Update the lines below so that every "instance" becomes "occurrence". Leave everything else in them unchanged.

→ AVAILABLE RECORDS
● ● ● ● ● ● ●
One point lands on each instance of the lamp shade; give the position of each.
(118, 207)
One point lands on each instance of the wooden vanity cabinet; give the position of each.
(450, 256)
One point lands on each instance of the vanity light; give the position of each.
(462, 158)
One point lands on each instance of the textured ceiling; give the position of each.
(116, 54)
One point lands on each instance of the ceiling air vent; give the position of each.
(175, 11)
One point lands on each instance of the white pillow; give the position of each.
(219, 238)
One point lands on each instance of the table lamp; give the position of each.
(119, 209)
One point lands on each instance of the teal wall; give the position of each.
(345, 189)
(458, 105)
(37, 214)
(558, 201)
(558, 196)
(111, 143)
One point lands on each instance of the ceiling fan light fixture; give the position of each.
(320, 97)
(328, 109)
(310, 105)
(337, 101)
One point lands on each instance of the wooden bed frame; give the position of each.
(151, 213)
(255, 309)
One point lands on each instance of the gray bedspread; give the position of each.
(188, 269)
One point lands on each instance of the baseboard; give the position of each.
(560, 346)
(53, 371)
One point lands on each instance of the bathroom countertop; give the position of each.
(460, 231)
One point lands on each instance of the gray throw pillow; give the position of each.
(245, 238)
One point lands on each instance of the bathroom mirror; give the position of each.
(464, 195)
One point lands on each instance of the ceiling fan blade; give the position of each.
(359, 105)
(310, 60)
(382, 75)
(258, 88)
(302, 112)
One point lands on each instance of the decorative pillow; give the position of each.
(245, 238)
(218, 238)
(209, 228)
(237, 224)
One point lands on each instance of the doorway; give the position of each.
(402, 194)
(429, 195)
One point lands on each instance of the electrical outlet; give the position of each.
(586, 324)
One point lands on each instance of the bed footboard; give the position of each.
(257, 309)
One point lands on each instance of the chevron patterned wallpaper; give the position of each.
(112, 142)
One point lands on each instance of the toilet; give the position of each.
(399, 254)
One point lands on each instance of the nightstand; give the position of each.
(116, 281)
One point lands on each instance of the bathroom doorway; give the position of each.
● ● ● ● ● ● ●
→ WRITTEN RESPONSE
One point lands on each occurrence of the lamp shade; give the position of each.
(118, 207)
One point lands on each occurrence of the wooden vanity cabinet; give the position of each.
(450, 256)
One point lands on each occurrence of the vanity light; give the position of each.
(462, 158)
One point lands on each occurrence of the textured ceiling; give the position of each.
(116, 54)
One point lands on each occurrence of the ceiling air vent; give the position of each.
(175, 11)
One point lands on each occurrence of the white pillow; give the position of each.
(219, 238)
One point lands on each occurrence of the table lamp; give the position of each.
(119, 209)
One point lands on each occurrence of the teal wall; give the position of each.
(345, 189)
(458, 105)
(37, 214)
(558, 201)
(558, 196)
(111, 143)
One point lands on each occurrence of the ceiling fan light fixture; give the position of each.
(320, 97)
(328, 109)
(310, 105)
(337, 101)
One point lands on each occurrence of the wooden bed frame; give the position of each.
(151, 213)
(255, 309)
One point lands on each occurrence of the gray bedspread; give the position of each.
(188, 269)
One point lands on each occurrence of the baseboard; give the position of each.
(560, 346)
(53, 371)
One point lands on each occurrence of the bathroom countertop; give the position of each.
(460, 231)
One point lands on each occurrence of the gray throw pillow; give the position of each.
(245, 238)
One point lands on each occurrence of the bathroom mirror; give the position of each.
(464, 195)
One point lands on each occurrence of the ceiling fan blade; give the position of each.
(359, 105)
(310, 60)
(382, 75)
(258, 88)
(302, 112)
One point lands on each occurrence of the decorative pillow; give the position of each.
(245, 238)
(218, 238)
(209, 228)
(237, 224)
One point lands on each occurrence of the doorway; give the position of each.
(402, 194)
(429, 195)
One point lands on each occurrence of the electrical outlet; give the position of each.
(586, 324)
One point lands on each occurrence of the bed footboard; give the position of each.
(257, 309)
One point lands on each occurrence of the chevron patterned wallpaper; give the position of each.
(112, 142)
One point lands on each occurrence of the toilet; give the position of each.
(399, 254)
One point lands on each occurrence of the nightstand; give the position of each.
(116, 281)
One point lands on each occurrence of the bathroom doorway; give the position of each.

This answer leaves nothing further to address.